Please extract, from the entries below, each line that contains the word "pillow", and copy those lines out.
• • • • • • •
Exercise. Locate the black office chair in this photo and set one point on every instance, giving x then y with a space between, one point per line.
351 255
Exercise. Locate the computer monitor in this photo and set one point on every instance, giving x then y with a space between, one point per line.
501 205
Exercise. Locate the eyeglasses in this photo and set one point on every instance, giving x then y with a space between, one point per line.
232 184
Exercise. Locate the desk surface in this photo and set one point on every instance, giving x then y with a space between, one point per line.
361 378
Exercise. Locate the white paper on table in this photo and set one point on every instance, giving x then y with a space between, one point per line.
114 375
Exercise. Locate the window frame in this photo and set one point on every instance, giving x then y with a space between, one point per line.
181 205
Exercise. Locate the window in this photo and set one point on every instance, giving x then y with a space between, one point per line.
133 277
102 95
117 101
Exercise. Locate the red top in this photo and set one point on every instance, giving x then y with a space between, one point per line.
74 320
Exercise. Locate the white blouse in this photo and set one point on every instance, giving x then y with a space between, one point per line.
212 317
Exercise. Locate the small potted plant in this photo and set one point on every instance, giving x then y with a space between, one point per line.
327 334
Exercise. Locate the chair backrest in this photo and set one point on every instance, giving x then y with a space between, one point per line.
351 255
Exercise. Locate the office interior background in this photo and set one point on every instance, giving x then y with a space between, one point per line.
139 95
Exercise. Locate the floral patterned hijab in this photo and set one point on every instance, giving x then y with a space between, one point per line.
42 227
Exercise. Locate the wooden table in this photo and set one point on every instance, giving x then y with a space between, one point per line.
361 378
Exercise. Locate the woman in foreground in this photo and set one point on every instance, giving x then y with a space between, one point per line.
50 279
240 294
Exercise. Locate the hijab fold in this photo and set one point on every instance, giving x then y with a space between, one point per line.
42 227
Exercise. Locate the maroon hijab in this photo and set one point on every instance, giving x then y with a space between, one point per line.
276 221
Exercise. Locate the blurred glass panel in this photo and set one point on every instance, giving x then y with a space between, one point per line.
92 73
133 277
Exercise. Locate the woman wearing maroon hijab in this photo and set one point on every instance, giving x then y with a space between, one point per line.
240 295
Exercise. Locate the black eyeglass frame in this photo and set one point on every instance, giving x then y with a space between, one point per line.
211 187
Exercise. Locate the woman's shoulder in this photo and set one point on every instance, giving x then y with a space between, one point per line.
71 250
• • • • • • •
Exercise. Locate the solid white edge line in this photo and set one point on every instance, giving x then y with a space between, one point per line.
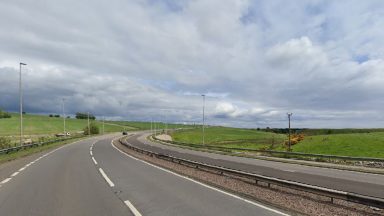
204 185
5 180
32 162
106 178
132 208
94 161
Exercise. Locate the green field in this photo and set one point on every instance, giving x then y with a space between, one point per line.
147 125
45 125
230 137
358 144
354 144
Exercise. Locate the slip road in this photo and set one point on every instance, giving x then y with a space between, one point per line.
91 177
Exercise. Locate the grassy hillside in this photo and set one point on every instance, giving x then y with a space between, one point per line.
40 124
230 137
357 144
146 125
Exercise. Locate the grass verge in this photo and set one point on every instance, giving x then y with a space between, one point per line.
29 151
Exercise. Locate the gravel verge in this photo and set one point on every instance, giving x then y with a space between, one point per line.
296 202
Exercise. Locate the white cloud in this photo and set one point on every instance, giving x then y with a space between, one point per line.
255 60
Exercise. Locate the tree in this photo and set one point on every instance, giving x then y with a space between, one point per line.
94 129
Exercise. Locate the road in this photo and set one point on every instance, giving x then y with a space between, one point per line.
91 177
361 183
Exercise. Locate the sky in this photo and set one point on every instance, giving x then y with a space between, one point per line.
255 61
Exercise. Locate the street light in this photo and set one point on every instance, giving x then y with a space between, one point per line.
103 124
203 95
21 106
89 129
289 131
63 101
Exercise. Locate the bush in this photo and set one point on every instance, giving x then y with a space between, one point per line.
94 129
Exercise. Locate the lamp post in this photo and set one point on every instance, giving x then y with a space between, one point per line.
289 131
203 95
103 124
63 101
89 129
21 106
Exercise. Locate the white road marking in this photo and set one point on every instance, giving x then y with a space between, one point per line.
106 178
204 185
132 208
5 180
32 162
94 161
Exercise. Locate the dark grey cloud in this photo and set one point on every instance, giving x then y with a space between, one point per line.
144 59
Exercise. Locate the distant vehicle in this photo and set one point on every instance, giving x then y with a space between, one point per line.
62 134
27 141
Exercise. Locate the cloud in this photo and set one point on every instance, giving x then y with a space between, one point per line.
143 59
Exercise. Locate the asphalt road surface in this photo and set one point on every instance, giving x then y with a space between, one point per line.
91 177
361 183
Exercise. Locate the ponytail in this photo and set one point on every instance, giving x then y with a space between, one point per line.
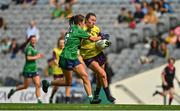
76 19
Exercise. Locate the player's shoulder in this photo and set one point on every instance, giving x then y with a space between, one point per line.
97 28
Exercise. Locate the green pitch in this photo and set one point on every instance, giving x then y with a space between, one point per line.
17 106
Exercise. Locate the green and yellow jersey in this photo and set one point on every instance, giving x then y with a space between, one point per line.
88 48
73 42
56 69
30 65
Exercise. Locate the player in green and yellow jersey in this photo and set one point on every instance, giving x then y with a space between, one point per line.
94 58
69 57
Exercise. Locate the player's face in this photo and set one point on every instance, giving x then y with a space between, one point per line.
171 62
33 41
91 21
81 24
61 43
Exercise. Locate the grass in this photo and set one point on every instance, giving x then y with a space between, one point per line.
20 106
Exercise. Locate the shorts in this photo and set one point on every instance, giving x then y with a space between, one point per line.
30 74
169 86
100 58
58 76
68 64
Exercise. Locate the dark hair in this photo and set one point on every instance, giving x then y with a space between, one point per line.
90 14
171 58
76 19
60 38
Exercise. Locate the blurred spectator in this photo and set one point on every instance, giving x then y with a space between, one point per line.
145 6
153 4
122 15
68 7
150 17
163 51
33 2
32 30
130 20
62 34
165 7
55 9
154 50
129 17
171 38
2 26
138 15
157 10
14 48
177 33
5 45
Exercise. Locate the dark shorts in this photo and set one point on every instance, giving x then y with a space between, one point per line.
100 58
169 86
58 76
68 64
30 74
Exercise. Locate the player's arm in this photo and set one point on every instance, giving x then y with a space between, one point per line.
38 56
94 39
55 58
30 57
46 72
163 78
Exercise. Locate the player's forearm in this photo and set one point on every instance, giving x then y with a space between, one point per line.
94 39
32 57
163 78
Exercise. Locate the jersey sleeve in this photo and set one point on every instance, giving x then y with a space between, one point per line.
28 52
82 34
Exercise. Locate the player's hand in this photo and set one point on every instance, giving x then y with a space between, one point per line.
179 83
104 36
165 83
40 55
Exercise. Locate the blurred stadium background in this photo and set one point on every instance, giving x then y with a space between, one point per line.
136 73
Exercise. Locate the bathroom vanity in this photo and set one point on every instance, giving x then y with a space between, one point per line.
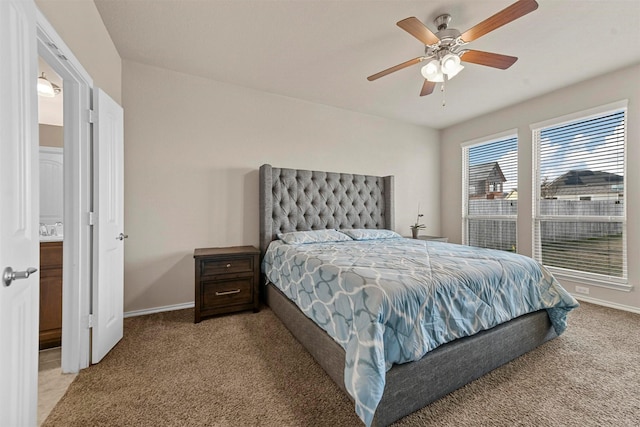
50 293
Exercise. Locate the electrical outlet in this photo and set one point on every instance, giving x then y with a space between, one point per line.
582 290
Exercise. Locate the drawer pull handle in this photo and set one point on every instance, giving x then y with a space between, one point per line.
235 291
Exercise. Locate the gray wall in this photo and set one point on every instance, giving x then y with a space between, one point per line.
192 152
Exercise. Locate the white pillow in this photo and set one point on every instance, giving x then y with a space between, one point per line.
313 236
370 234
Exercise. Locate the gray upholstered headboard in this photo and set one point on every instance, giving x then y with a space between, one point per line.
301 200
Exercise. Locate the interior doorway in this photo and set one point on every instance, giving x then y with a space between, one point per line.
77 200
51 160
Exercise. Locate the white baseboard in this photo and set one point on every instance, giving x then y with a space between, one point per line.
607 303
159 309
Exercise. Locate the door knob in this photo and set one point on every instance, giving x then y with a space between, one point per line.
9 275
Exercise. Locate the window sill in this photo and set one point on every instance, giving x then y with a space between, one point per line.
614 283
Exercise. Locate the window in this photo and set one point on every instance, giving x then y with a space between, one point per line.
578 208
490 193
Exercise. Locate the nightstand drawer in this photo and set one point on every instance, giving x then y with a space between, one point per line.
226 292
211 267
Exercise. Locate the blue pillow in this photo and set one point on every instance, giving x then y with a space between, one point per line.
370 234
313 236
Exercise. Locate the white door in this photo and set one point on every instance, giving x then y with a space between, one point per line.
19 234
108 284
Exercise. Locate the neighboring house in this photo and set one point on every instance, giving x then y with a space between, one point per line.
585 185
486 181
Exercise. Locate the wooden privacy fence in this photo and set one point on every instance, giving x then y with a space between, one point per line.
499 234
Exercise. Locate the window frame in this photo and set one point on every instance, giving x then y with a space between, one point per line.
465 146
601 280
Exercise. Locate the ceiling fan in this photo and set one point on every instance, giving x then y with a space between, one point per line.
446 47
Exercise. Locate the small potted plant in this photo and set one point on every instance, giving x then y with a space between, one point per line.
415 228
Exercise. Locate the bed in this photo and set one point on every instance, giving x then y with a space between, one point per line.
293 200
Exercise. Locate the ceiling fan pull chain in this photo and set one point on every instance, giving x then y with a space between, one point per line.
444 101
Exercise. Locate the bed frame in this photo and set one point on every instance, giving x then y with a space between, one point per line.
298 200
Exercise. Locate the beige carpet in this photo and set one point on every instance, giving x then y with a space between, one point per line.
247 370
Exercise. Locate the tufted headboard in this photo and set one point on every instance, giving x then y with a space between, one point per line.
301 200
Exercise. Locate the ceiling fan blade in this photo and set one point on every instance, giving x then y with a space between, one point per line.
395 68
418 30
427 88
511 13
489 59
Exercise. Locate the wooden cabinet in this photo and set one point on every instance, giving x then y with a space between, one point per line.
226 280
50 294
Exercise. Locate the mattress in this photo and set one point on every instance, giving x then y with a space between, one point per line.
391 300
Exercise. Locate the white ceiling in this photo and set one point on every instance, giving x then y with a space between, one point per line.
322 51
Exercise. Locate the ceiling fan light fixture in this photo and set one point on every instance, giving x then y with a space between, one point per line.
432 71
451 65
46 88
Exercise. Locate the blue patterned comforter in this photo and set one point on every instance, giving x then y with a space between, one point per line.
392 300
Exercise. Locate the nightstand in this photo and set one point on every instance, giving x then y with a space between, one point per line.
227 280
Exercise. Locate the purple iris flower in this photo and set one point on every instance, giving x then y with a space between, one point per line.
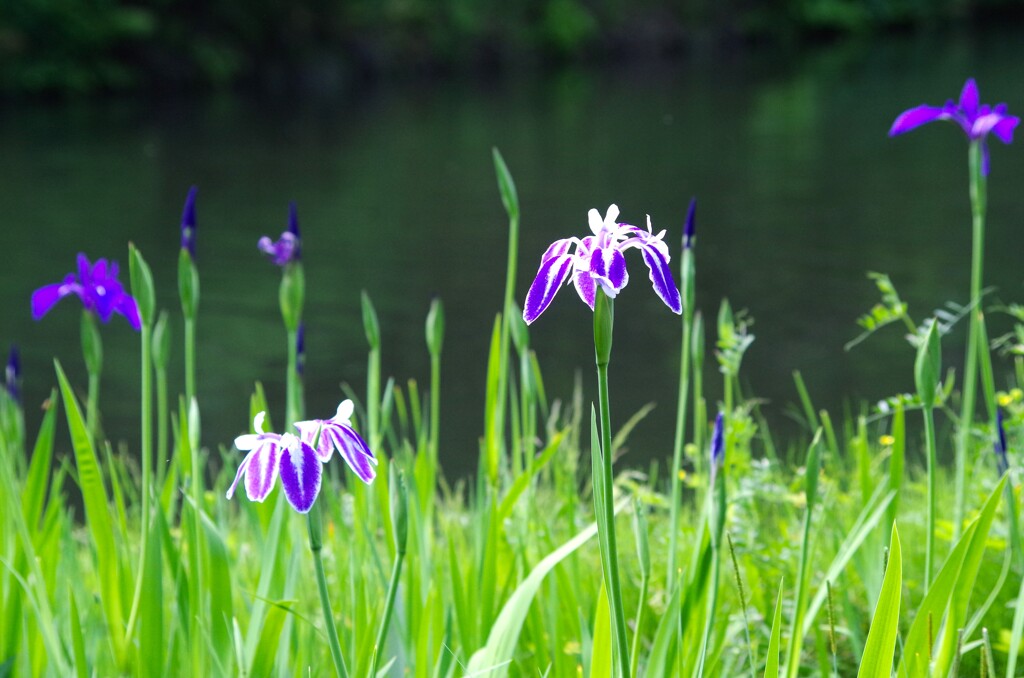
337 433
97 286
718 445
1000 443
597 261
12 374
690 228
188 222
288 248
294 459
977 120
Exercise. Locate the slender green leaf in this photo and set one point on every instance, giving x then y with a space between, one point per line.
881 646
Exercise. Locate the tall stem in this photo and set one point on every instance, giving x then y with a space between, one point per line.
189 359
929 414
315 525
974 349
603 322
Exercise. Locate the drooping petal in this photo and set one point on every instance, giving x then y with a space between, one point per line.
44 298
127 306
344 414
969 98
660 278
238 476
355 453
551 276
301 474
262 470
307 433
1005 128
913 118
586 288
• • • • • • •
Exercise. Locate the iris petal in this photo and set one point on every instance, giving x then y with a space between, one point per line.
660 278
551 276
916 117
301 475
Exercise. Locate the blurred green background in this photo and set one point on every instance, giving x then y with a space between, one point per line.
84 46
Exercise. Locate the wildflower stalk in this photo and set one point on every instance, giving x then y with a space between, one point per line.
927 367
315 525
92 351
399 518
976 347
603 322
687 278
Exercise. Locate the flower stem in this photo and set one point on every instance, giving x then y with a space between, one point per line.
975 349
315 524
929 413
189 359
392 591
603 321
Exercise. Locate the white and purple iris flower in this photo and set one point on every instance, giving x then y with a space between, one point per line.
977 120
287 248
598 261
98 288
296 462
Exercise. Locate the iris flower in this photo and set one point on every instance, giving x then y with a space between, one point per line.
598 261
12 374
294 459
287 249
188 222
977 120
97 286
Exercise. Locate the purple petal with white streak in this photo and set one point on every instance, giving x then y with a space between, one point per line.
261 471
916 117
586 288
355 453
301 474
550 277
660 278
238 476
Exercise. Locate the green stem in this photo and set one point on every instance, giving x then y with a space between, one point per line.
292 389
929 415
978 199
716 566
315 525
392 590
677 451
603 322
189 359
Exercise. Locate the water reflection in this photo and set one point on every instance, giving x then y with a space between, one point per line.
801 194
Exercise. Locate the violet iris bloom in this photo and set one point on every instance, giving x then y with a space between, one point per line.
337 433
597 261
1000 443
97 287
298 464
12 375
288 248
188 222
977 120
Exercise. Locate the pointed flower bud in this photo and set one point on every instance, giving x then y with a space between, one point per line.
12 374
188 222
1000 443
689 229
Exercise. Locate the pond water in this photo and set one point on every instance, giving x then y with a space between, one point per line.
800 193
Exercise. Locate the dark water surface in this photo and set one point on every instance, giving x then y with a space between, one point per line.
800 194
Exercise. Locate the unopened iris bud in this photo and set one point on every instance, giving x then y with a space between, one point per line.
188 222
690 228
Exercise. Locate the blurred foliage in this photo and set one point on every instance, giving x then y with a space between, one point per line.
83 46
• • • • • • •
- **Final result**
Exercise. Locate the white pillow in this photo and set one point on every instance, giving x then y with a space between, one point per line.
Exercise. Locate the blue pillow in this photo and set one point on every instance, giving x then y with a space between, one point per line.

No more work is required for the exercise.